What the task requires: Rewrite every one of the entries below with "shelf-audit tool" replaced by "inventory tracker", keeping everything else unchanged.

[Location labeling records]
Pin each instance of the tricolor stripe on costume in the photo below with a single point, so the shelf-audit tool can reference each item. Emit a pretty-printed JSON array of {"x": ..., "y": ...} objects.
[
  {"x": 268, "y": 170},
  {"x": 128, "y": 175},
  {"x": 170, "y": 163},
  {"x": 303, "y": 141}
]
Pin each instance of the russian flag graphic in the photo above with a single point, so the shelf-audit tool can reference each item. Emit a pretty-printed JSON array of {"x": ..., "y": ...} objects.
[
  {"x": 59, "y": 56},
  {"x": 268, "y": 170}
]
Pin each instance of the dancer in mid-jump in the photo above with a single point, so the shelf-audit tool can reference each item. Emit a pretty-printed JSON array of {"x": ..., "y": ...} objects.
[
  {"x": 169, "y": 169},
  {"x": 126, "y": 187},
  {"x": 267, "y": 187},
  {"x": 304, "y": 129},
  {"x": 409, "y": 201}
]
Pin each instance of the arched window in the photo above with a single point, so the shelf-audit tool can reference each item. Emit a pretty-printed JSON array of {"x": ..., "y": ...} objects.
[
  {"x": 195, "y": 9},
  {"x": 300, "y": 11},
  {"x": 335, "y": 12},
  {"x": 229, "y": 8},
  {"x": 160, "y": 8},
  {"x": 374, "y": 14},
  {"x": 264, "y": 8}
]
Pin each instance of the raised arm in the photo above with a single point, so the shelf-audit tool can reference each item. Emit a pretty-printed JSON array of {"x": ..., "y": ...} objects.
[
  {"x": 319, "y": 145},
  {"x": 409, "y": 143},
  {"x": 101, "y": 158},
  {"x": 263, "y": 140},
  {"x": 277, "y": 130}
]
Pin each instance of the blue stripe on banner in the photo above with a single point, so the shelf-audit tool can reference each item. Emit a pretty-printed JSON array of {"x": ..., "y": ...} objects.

Full answer:
Pin each instance of the tricolor stripe on costume in the photo below with a single point, so the inventory tracker can reference each item. Emit a pretty-printed JSON array of {"x": ..., "y": ...} objects.
[
  {"x": 268, "y": 170},
  {"x": 128, "y": 175},
  {"x": 170, "y": 163},
  {"x": 303, "y": 141}
]
Pin each instance of the russian flag graphic in the photo above with a single point, so the inventory tracker can reference each item. Emit a pretty-printed JSON array of {"x": ..., "y": ...} objects.
[
  {"x": 59, "y": 56},
  {"x": 268, "y": 170}
]
Pin each instance of the dancer in mid-jump in the photo above with a single point, so the inventory tracker can reference each item. Emit a pretty-printed JSON array of {"x": ..., "y": ...} objects.
[
  {"x": 169, "y": 169},
  {"x": 126, "y": 187},
  {"x": 267, "y": 187},
  {"x": 304, "y": 129},
  {"x": 409, "y": 201}
]
Pin each instance of the arched window in the photo above with a single point, so the inventory tracker can reference each item. Emit a pretty-printed JSON array of {"x": ..., "y": ...} objects.
[
  {"x": 195, "y": 9},
  {"x": 300, "y": 11},
  {"x": 335, "y": 12},
  {"x": 229, "y": 8},
  {"x": 160, "y": 8},
  {"x": 374, "y": 14},
  {"x": 264, "y": 8}
]
Pin each instance of the raised arm in the photo above with a single point, so the inventory tracker can reference each item. Emit a pretty-printed JSON array of {"x": ..., "y": ...} objects.
[
  {"x": 319, "y": 145},
  {"x": 409, "y": 143},
  {"x": 101, "y": 158},
  {"x": 263, "y": 140},
  {"x": 277, "y": 130}
]
Pin each instance of the blue stripe on banner in the photo above with a single point, so the inventory tracker can reference each item. Emit a pretty-printed JSON array of {"x": ..., "y": ...} objects.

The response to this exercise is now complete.